**Entries supplied:**
— BEGIN —
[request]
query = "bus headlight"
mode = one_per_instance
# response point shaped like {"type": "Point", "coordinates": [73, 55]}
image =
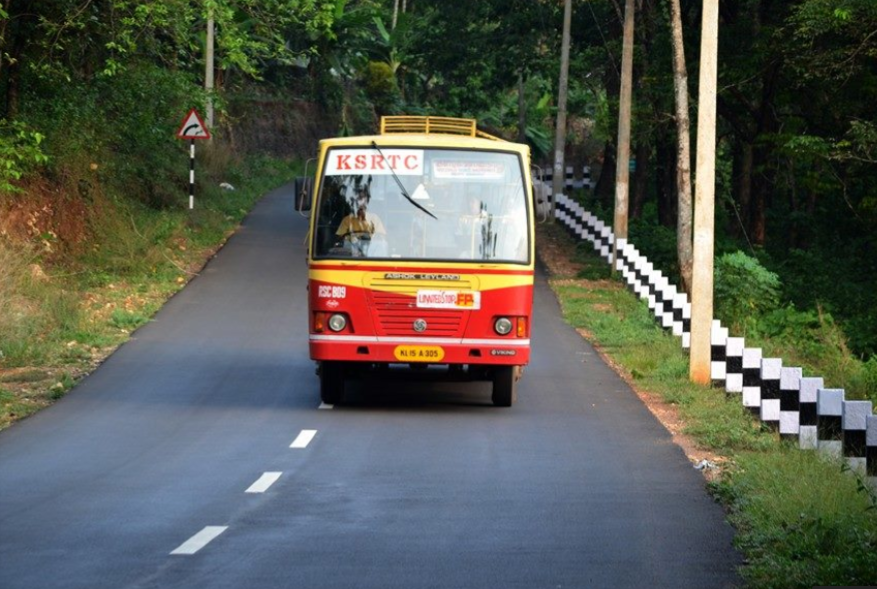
— END —
**What this task involves:**
Present every line of the listing above as a numbered list, skipping any blank lines, and leave the pictures out of your answer.

**Expected answer:**
1. [request]
2. query = "bus headlight"
3. mode = one_per_instance
4. # response point shaped like {"type": "Point", "coordinates": [73, 55]}
5. image =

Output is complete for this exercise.